-- Start of Selected text --
The Philadelphia Eagles beat the New England Patriots 41-33 in last Sunday’s Super Bowl. While that result was a bit of an upset, what stood out to me most about the game was the inordinate amount of “Jesus talk” the game produced. As those of us who watch a lot of sporting events know, coaches and athletes often thank their Lord and Savior Jesus Christ for helping them win. That has become almost commonplace in this day and age. But what was different about this year’s Super Bowl was the exceptionally high level the praising of Jesus hit. Most notably, Eagles head coach Doug Pederson, Eagles quarterback Nick Foles, and NBC anyalyst Tony Dungy stood out with their praising.
I’ll start with Pederson. When he stepped to the podium for his first interview following his team’s victory, the opening words out of his mouth were, “I can only give the praise to my Lord and Savior Jesus Christ for giving me this opportunity.” For the record, those words seemed thoroughly unforced and genuine.
-- End of Selected text --
-- Start of Given data --
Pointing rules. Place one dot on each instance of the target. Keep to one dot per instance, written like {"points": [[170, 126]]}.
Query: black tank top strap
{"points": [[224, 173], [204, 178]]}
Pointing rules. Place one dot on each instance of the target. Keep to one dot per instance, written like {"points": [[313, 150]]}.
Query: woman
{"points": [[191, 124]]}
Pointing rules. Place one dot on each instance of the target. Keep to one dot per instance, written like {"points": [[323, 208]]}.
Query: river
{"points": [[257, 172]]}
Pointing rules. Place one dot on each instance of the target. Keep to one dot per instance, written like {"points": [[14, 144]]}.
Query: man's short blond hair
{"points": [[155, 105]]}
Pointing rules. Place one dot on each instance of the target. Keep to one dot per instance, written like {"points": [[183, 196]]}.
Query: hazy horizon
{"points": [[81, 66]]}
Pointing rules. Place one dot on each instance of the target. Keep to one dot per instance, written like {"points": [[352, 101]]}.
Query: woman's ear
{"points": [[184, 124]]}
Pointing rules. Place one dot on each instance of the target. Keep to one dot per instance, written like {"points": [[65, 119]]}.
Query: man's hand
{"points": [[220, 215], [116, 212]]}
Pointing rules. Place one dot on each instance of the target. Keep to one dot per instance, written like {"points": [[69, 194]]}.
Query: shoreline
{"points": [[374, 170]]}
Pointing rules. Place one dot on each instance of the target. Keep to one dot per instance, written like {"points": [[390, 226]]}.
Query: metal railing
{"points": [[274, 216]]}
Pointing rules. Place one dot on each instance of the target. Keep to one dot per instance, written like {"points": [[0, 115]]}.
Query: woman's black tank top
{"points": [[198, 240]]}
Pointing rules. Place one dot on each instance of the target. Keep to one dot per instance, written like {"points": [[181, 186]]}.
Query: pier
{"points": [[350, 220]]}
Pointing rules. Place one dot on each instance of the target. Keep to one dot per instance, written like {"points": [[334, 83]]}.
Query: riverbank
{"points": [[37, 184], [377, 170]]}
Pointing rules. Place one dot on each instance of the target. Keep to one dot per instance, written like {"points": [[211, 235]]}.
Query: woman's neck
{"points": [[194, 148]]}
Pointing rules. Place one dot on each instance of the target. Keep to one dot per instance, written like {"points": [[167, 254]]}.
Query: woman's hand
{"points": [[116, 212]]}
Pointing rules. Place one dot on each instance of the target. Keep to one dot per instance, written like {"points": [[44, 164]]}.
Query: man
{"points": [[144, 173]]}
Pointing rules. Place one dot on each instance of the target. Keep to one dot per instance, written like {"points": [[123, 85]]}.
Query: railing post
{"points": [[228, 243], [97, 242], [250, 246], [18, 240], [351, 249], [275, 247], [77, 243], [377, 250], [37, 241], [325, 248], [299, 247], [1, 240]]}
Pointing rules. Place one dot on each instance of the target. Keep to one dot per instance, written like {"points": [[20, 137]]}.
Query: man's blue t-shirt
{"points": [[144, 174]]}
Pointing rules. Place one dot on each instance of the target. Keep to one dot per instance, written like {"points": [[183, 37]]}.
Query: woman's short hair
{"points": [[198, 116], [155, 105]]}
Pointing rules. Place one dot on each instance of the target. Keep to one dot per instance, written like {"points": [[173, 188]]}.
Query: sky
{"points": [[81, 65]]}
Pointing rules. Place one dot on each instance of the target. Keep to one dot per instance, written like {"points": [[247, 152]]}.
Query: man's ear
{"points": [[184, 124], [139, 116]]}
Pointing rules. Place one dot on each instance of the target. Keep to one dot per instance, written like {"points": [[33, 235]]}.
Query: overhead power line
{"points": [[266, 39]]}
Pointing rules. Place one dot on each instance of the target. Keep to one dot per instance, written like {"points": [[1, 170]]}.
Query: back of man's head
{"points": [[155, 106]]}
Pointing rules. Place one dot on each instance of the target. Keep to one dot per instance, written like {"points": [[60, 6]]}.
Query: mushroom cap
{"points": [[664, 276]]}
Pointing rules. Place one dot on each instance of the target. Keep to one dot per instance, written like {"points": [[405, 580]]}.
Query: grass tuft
-- End of Given data --
## To be done
a) Answer these questions using the text about the Super Bowl:
(i) What was the final score of the game, and which team won?
(ii) Which three people does the writer name as standing out for their praising?
(iii) How does the writer describe the words Pederson spoke at the podium?
b) According to the text about the Super Bowl, why did this year's game strike the writer as different, even though athletes and coaches often thank Jesus? Answer in one to three sentences.
c) Reproduce the passage of the text about the Super Bowl from "The Philadelphia Eagles" up to and including "with their praising.".

## In response
a)
(i) The Philadelphia Eagles beat the New England Patriots 41-33.
(ii) Eagles head coach Doug Pederson, Eagles quarterback Nick Foles, and NBC analyst Tony Dungy.
(iii) The writer says the words seemed thoroughly unforced and genuine.

b) Thanking Jesus for a win has become almost commonplace in sports. This year's Super Bowl stood out because the praising of Jesus reached an exceptionally high level.

c)
The Philadelphia Eagles beat the New England Patriots 41-33 in last Sunday’s Super Bowl. While that result was a bit of an upset, what stood out to me most about the game was the inordinate amount of “Jesus talk” the game produced. As those of us who watch a lot of sporting events know, coaches and athletes often thank their Lord and Savior Jesus Christ for helping them win. That has become almost commonplace in this day and age. But what was different about this year’s Super Bowl was the exceptionally high level the praising of Jesus hit. Most notably, Eagles head coach Doug Pederson, Eagles quarterback Nick Foles, and NBC anyalyst Tony Dungy stood out with their praising.